_Problem statement:_ Leave the images out. Give every line below again, precisely.

Supplied data START

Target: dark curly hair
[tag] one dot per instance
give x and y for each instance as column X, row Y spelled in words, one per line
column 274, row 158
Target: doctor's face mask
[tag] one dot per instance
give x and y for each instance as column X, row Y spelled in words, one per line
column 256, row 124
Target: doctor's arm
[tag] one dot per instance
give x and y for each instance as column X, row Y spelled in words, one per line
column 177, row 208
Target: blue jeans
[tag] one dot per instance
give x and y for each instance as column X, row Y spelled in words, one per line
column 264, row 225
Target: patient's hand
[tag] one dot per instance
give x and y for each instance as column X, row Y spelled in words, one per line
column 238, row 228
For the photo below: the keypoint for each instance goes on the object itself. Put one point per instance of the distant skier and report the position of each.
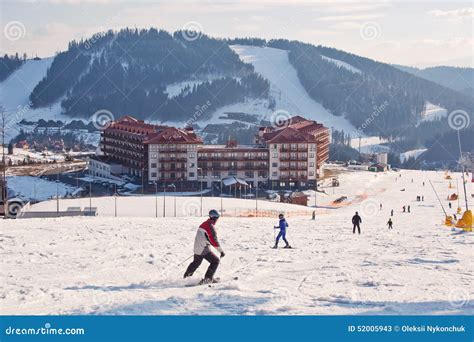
(282, 225)
(356, 221)
(205, 238)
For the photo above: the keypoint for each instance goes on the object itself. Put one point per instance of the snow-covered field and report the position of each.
(38, 189)
(433, 112)
(126, 265)
(15, 92)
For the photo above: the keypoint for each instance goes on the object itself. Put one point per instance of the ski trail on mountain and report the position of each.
(285, 86)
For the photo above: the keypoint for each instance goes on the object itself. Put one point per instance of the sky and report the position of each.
(415, 33)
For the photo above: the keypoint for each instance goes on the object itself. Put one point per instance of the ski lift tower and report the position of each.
(3, 174)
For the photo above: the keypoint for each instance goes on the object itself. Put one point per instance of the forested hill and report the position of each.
(459, 79)
(127, 72)
(8, 64)
(358, 91)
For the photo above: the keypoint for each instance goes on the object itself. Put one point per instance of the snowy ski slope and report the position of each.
(285, 88)
(134, 265)
(15, 92)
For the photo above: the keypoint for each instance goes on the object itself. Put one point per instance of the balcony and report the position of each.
(173, 159)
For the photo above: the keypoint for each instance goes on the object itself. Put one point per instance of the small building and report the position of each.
(296, 197)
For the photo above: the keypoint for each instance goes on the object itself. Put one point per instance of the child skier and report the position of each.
(282, 225)
(356, 221)
(205, 238)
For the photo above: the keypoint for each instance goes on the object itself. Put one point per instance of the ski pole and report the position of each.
(184, 261)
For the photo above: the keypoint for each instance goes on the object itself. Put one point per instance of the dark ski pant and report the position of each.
(358, 228)
(281, 234)
(211, 270)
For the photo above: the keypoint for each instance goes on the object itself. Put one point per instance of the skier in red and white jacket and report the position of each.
(206, 237)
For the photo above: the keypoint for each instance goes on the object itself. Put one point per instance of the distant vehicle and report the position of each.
(272, 196)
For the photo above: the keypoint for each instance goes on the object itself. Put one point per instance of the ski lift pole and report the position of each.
(462, 170)
(445, 214)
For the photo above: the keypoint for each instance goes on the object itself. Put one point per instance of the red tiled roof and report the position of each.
(287, 135)
(173, 135)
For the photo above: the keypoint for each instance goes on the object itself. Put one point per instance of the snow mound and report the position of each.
(433, 112)
(15, 92)
(412, 153)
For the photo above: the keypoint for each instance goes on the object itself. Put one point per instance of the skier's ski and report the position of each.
(215, 281)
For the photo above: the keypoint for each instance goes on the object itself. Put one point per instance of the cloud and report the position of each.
(459, 13)
(349, 18)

Supplied data END

_Exercise solution:_
Target: dark curly hair
[tag] one dot per instance
give x and y for each instance as column X, row Y spelled in words, one per line
column 274, row 158
Target: doctor's face mask
[tag] one dot per instance
give x and y for each instance as column X, row Y spelled in words, one per line
column 256, row 124
Target: doctor's arm
[tag] one dot per instance
give x and y for each instance as column X, row Y spelled in words, one per line
column 177, row 208
Target: blue jeans
[tag] one dot per instance
give x and y for each instance as column X, row Y spelled in words, one per line
column 264, row 225
Target: patient's hand
[tag] one dot per instance
give x and y for each instance as column X, row Y spelled in words, one per line
column 238, row 228
For the photo below: the keypoint for each instance goes on the object itself. Put one point per instance of the distant skier and report the position of each.
(282, 225)
(356, 221)
(205, 238)
For the photo above: the keypoint for each instance goes on the object itself. Put one point per instance of the snow-covered field and report the position of each.
(38, 189)
(433, 112)
(126, 265)
(15, 92)
For the photo above: the keypoint for each instance goes on the object itself. Put one point per instance of the ski trail on mountain and report the position of each.
(285, 86)
For the photo above: the keypoint for each instance goes on the object itself. Put one point per instance of the sky and report the position of each.
(415, 33)
For the photo above: the keypoint for each instance goes on the object itself. Put one point per instance of the ski lift tower and report the position of each.
(3, 174)
For the photo above: the keypoint for each instance goes on the object itself. Put one point per instance of the forested hill and report the position of each.
(459, 79)
(127, 72)
(8, 64)
(358, 91)
For the photo above: the keypoint for each instance goes on the object itself. Put one point per instance of the snowy ski slope and report the position of each.
(285, 88)
(134, 265)
(15, 92)
For the photo above: the keypoint for each instance goes on the object itself. Put one point per instance of the balcony and report the position of each.
(173, 159)
For the photo above: the keypoint for each instance goes on the object itself. Put one point per instance of the small building and report the position of each.
(296, 197)
For the photo above: the keypoint for each instance goes on the object itself. Put one point per instance of the child skier and report the position of each.
(282, 225)
(356, 221)
(205, 238)
For the photo above: the keypoint for each instance goes on the object itself. Put one point per instance of the ski pole and report the position of each.
(184, 261)
For the photo above: the keypoint for each instance goes on the object itself. Put one point per instance of the dark ski pant and report the position of each.
(358, 228)
(281, 234)
(211, 270)
For the photo above: the keypoint for each instance goes on the object itself. Put one point per instance of the skier in red and white jacket and report the position of each.
(206, 237)
For the photo above: the keypoint for each instance goes on the object itself. Put one point per instance of the distant vehicle and report the position of each.
(272, 196)
For the photo above: the keypoint for each instance goes on the object itself. Put one point per instance of the ski lift pole and report the position of each.
(462, 170)
(445, 214)
For the photo above: the keypoint for each instance goes on the object itself. Put one point per instance of the red tiled roof and report the position of each.
(287, 135)
(173, 135)
For the photo above: the keypoint for each instance goes on the object itself. Put one point per instance of the snow mound and report the position of each.
(433, 112)
(15, 92)
(412, 153)
For the photo above: the keypoint for each instance goes on the object itself. Put one point per instance of the skier's ski and report the position of each.
(215, 281)
For the photo above: the keypoint for each instance goes on the object itself. Put one point per instance of the cloud and report the position of each.
(459, 13)
(349, 18)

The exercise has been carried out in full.